### REQUEST
Change "walkway" to "path" in the rows from the line with "Can you spot the concrete" up to and including the line with "x=375, y=226", then give those rows again with nothing else altered.

### EXERCISE MATERIALS
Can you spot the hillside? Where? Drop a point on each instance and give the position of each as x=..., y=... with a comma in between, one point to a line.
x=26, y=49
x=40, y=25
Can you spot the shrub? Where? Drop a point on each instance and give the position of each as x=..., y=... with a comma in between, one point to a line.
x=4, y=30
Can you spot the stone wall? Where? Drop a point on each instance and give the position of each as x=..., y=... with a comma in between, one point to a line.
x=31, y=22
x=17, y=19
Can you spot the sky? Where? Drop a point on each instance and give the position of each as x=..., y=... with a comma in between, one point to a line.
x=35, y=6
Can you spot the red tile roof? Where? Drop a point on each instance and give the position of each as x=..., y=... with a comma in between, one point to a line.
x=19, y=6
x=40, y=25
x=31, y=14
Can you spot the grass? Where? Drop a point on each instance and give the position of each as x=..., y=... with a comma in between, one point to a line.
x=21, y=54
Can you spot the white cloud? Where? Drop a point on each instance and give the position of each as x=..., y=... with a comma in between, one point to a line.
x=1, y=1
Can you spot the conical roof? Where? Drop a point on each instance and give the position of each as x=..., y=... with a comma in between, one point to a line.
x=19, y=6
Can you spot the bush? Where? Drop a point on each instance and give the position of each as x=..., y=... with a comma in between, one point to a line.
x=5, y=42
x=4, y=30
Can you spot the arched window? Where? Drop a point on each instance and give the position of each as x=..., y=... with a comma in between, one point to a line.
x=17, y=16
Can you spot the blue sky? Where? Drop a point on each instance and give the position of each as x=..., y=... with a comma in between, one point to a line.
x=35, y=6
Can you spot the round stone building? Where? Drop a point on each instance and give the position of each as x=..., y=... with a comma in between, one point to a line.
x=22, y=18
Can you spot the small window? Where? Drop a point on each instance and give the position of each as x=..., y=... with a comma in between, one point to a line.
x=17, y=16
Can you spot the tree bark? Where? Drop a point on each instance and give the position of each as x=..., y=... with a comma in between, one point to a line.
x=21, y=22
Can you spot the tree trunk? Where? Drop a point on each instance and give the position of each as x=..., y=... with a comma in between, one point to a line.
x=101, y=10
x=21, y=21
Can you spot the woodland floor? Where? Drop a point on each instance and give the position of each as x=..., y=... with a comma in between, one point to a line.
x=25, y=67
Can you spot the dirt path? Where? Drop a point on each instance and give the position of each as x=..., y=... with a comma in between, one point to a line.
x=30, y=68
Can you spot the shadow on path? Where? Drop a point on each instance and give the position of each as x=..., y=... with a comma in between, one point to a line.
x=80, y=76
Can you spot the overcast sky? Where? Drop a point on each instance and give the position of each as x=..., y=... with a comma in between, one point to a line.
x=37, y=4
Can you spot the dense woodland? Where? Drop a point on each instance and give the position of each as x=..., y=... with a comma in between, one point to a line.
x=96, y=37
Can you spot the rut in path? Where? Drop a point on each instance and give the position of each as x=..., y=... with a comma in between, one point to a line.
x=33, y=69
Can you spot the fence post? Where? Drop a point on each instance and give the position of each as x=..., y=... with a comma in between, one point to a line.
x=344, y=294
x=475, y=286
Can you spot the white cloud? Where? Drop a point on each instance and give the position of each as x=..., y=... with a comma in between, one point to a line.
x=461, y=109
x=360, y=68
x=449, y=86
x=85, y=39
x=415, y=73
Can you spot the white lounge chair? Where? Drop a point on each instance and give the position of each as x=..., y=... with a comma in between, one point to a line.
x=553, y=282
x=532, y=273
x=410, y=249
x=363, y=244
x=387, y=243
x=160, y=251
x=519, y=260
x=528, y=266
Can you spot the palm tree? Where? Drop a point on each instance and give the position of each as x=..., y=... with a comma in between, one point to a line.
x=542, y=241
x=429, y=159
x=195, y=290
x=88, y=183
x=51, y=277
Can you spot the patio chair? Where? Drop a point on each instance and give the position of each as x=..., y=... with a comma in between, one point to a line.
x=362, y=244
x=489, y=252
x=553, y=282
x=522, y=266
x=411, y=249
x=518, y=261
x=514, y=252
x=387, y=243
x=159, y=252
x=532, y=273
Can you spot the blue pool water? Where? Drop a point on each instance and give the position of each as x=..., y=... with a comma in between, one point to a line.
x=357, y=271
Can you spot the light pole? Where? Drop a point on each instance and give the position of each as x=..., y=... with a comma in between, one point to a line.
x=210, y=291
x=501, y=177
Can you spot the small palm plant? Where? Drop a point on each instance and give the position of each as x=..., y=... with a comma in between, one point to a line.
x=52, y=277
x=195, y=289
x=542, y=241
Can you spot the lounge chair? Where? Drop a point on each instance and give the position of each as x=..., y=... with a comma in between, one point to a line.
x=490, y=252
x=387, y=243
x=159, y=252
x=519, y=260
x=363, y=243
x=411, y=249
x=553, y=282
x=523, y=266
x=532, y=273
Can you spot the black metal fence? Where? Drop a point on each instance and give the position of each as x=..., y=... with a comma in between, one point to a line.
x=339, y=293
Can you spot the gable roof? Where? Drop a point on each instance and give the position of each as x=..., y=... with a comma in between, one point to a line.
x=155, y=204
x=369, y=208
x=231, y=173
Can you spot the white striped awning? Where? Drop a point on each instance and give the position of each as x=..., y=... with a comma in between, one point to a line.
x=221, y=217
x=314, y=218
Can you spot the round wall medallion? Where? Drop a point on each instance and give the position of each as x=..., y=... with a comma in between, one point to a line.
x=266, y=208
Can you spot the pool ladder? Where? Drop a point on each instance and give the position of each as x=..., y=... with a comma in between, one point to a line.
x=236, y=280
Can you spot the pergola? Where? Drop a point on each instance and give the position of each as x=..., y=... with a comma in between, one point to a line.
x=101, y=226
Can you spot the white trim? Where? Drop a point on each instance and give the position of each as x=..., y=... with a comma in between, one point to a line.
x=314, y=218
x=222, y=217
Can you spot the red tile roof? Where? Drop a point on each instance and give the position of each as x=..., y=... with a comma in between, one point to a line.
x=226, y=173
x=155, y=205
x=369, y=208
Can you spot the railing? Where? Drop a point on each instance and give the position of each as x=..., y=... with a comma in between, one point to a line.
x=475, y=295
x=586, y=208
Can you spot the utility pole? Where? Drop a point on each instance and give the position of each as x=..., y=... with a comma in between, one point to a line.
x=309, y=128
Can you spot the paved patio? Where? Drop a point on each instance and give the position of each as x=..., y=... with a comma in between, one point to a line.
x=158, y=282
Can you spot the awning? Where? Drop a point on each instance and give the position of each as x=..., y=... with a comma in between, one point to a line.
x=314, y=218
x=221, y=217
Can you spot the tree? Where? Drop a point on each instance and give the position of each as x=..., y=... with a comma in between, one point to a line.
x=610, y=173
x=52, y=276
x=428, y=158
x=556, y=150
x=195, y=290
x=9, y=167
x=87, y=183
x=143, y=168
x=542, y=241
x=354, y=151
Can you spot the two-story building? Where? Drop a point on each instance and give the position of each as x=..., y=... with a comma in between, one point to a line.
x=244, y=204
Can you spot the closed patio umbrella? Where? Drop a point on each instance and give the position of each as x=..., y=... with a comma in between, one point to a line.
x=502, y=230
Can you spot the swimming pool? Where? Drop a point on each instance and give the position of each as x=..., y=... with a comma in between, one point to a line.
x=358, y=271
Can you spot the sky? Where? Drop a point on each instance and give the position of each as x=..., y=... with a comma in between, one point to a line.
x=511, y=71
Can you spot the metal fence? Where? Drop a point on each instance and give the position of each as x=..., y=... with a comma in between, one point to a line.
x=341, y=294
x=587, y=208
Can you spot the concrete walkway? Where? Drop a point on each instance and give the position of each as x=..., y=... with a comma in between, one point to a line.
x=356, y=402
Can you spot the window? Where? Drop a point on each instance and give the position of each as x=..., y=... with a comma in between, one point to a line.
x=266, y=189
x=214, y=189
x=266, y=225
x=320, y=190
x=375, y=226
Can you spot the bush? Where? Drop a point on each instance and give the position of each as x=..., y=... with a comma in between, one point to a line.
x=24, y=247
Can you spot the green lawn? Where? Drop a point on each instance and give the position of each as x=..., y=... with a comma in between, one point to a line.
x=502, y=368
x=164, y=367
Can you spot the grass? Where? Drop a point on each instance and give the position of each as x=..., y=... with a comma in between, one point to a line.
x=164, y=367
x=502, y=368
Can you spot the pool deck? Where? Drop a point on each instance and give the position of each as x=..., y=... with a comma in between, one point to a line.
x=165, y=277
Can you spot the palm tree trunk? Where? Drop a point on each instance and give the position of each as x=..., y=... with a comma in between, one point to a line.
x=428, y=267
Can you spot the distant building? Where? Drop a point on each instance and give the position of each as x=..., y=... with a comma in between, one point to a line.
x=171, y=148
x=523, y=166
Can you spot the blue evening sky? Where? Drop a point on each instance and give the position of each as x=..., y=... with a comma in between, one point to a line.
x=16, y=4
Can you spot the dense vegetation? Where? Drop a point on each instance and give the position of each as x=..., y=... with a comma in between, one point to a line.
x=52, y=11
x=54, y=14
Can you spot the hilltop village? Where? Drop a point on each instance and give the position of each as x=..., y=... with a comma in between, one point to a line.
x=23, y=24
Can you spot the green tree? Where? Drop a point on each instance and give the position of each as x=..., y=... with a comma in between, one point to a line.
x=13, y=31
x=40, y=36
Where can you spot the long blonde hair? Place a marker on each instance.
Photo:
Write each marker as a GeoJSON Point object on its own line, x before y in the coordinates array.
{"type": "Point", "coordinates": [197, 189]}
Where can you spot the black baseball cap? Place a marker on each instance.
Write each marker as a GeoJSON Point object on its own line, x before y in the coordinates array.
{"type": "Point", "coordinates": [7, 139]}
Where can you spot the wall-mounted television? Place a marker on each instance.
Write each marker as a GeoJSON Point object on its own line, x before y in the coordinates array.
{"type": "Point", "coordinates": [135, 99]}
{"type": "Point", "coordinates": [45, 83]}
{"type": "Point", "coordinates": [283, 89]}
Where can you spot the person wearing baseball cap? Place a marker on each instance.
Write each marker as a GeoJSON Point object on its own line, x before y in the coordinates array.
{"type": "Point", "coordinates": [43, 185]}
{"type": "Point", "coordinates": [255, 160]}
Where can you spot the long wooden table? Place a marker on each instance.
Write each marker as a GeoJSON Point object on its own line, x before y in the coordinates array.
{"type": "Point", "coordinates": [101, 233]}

### THE COMPLETED TASK
Can you spot the concrete path? Where? Drop a point on each instance and give the position of each as x=..., y=... with a comma in between, one point to a line.
x=356, y=402
Can you spot the window? Where? Drop a point on each instance and give the position of each as x=..., y=... with a comma in between, one point to a line.
x=266, y=189
x=214, y=189
x=266, y=225
x=320, y=190
x=375, y=226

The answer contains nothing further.